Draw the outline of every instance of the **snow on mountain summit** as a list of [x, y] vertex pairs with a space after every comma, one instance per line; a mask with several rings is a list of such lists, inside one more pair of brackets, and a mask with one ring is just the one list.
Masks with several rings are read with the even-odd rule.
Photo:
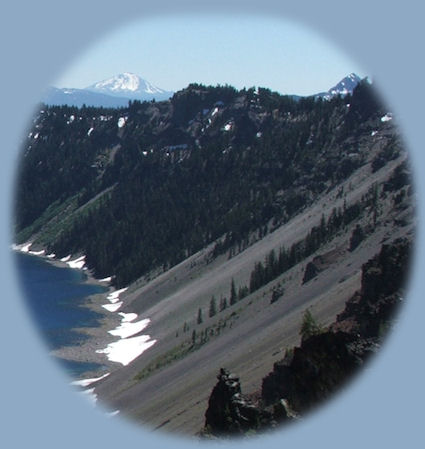
[[329, 89], [331, 95], [347, 95], [352, 93], [354, 88], [360, 82], [361, 78], [355, 73], [350, 73], [344, 79], [342, 79], [336, 86]]
[[141, 78], [134, 73], [122, 73], [112, 78], [107, 78], [103, 81], [89, 86], [88, 89], [108, 89], [114, 92], [127, 91], [132, 92], [139, 89]]
[[129, 72], [99, 81], [87, 87], [86, 90], [137, 100], [151, 100], [152, 98], [162, 100], [172, 95], [172, 92], [160, 89], [140, 76]]
[[332, 97], [336, 95], [347, 95], [352, 94], [353, 90], [359, 84], [361, 78], [355, 73], [350, 73], [348, 76], [343, 78], [338, 84], [331, 87], [327, 92], [321, 92], [320, 94], [315, 95], [317, 97], [321, 97], [325, 100], [330, 100]]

**Problem description**:
Copy out, in full, each line above that has the word "with" in it.

**Final answer**:
Draw the outline of every instance of the **snow on mountain summit** as a list of [x, y] vertex pairs with a space after every comma, one instance per line; a mask with several rings is a list of such lists, inside one more pair of brackets, and a mask with one ring is just the one list.
Masks with several rings are read with the even-odd rule.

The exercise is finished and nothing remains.